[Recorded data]
= = = =

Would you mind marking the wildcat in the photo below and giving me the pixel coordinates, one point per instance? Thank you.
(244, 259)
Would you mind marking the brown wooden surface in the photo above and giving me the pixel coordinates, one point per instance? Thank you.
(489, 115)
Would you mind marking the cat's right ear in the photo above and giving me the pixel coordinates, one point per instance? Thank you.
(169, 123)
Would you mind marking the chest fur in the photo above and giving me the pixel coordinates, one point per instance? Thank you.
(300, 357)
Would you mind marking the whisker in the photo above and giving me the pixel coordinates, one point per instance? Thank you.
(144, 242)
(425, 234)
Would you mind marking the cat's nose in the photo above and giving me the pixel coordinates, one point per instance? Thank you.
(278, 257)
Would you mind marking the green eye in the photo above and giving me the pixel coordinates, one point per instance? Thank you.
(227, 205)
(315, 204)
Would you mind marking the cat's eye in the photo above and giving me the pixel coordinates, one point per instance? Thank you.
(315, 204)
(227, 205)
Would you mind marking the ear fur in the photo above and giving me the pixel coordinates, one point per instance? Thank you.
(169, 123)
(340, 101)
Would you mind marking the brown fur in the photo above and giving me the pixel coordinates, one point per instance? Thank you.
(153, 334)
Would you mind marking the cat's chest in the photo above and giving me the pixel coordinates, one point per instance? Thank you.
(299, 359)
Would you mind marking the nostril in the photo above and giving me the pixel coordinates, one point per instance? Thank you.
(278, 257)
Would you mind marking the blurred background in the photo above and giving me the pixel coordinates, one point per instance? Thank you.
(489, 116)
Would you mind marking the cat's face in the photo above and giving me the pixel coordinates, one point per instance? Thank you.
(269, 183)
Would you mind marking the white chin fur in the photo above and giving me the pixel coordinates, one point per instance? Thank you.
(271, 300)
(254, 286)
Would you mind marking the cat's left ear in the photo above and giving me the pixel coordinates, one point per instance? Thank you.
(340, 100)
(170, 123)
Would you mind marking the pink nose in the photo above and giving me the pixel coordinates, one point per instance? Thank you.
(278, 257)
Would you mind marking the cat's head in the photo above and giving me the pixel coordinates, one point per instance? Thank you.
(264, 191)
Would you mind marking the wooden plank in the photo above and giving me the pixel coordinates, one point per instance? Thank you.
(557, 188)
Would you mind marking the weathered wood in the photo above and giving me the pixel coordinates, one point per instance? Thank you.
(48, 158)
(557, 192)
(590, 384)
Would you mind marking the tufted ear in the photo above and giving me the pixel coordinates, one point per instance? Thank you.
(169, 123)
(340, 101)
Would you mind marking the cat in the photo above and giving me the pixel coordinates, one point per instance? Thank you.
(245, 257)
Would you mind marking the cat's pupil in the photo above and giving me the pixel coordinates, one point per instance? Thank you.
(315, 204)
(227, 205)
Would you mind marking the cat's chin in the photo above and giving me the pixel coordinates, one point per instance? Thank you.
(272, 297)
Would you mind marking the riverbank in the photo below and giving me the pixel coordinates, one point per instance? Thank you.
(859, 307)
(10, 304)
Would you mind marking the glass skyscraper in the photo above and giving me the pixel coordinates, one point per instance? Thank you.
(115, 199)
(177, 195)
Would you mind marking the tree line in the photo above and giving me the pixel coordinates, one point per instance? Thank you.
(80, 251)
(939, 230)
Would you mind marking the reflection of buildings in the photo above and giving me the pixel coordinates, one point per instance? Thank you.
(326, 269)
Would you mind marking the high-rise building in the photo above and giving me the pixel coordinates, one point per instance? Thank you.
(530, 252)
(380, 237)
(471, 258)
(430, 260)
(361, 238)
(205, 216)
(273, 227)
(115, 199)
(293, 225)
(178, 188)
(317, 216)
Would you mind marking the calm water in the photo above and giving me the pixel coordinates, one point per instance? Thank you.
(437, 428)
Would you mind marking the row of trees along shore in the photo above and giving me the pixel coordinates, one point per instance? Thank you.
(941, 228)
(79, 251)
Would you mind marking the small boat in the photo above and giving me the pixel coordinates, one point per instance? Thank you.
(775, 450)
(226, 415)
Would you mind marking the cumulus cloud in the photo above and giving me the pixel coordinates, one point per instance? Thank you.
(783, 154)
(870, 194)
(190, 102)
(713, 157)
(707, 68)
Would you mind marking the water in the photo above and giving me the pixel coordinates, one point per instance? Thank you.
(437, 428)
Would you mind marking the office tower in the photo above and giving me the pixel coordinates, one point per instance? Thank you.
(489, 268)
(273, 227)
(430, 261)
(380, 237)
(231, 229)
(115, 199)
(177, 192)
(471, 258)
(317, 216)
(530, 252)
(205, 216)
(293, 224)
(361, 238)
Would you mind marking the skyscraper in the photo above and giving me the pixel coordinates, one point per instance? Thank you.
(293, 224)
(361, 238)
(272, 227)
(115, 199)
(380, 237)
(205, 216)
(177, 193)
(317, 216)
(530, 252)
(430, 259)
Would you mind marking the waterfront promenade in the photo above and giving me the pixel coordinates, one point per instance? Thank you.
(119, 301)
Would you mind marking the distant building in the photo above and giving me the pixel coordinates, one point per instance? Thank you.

= = = =

● The problem: Please quote exactly the lines from the one containing "Would you mind marking the skyscraper" through the last line of the records above, both included, and nothing else.

● Written answer:
Would you mind marking the skyscraper in the photo above and giving me the pixel coordinates, one point per instance? Thank you.
(293, 224)
(361, 238)
(272, 227)
(115, 199)
(380, 237)
(205, 216)
(177, 193)
(317, 216)
(530, 252)
(430, 259)
Would you mind marking the waterfront promenade in the photo above and giving me the pixel coordinates, one point per instance? Thank you.
(119, 301)
Would you mind marking the distant building in the photo above and giving me the pixel coordinates, one point per instance? Thank you.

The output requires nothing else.